Hong Kong students take protest to virtual world - lawrenceyan
https://www.reuters.com/article/us-hongkong-protests-games/hong-kong-students-take-protest-to-virtual-world-idUSKBN1X715V
======
adelHBN
Comment and Question :

1st the comment: This is absolutely frightening to me: "A role-playing mobile
app game depicting the protest was suspended by Google earlier this month,
while gaming giant Blizzard Entertainment suspended Hong Kong esports star
Chung “blitzchung” Ng Wai after he called for the liberation of Hong Kong in a
post-game interview." I am not pro or anti-China. That's not the point. What I
fear is the growing reluctance of companies to do anything that may muddy
their relationship with China, which amounts to effective and in-direct
censorship. Did I get this right, or are there other reasons for Google's and
Blizzard Entertainment's actions? Yes, yes, I know. No politics in business.
But people that conduct business, in this case the video gamers, are in fact
people! At one point can a celebrity, or even a regular employee, voice their
political opinion without fear of reprisal. In the case of China (NBA this
month), it seems it's almost never. Again, my comments are not about China.

Task brief:
Reproduce the Hong Kong protest thread verbatim, from its title line to its final sentence.

Data listing:
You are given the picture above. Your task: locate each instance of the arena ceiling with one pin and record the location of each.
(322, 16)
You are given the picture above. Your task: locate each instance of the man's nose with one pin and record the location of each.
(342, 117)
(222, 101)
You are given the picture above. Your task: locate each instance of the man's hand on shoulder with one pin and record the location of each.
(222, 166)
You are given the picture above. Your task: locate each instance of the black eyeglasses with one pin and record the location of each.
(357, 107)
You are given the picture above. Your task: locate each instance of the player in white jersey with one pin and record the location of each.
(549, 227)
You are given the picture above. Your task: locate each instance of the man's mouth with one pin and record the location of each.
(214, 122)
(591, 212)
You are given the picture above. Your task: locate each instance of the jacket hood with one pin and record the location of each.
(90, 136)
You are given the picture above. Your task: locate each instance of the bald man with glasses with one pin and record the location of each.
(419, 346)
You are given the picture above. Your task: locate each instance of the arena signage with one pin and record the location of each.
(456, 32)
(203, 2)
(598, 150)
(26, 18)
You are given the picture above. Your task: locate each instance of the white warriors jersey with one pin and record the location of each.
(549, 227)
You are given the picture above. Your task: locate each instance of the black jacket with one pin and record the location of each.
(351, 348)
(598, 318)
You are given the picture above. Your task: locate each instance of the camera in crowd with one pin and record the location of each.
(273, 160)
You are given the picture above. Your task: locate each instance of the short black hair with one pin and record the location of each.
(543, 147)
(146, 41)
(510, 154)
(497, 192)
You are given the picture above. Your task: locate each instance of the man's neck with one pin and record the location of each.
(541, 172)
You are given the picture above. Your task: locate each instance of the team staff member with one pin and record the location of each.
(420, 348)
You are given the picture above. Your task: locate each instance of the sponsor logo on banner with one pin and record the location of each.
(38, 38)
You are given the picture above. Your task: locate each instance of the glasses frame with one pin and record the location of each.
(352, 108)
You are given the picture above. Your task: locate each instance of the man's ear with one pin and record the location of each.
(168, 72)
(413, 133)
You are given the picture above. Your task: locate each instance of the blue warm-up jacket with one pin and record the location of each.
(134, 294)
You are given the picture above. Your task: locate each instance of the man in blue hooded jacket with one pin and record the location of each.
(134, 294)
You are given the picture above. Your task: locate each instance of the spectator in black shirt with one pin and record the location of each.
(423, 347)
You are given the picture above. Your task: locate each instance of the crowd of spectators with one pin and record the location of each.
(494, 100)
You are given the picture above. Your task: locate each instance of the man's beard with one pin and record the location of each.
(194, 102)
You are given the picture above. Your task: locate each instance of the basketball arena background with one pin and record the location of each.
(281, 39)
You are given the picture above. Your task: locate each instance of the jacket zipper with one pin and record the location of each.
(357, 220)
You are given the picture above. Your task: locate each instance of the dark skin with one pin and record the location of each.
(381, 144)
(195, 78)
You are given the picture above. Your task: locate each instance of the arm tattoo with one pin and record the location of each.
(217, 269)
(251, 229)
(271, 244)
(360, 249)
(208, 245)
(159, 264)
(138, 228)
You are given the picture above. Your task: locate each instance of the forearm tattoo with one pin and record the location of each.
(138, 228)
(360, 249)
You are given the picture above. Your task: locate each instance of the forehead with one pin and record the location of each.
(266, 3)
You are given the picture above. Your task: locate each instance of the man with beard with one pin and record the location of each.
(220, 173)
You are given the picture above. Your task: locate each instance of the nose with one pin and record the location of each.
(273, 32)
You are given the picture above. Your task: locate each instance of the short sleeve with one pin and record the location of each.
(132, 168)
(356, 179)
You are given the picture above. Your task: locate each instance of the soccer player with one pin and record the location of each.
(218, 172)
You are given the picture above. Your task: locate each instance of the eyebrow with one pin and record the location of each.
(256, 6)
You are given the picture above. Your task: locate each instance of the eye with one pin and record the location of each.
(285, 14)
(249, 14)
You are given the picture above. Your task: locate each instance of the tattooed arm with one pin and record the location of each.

Expected answer:
Hong Kong students take protest to virtual world - lawrenceyan
https://www.reuters.com/article/us-hongkong-protests-games/hong-kong-students-take-protest-to-virtual-world-idUSKBN1X715V
======
adelHBN
Comment and Question :

1st the comment: This is absolutely frightening to me: "A role-playing mobile
app game depicting the protest was suspended by Google earlier this month,
while gaming giant Blizzard Entertainment suspended Hong Kong esports star
Chung “blitzchung” Ng Wai after he called for the liberation of Hong Kong in a
post-game interview." I am not pro or anti-China. That's not the point. What I
fear is the growing reluctance of companies to do anything that may muddy
their relationship with China, which amounts to effective and in-direct
censorship. Did I get this right, or are there other reasons for Google's and
Blizzard Entertainment's actions? Yes, yes, I know. No politics in business.
But people that conduct business, in this case the video gamers, are in fact
people! At one point can a celebrity, or even a regular employee, voice their
political opinion without fear of reprisal. In the case of China (NBA this
month), it seems it's almost never. Again, my comments are not about China.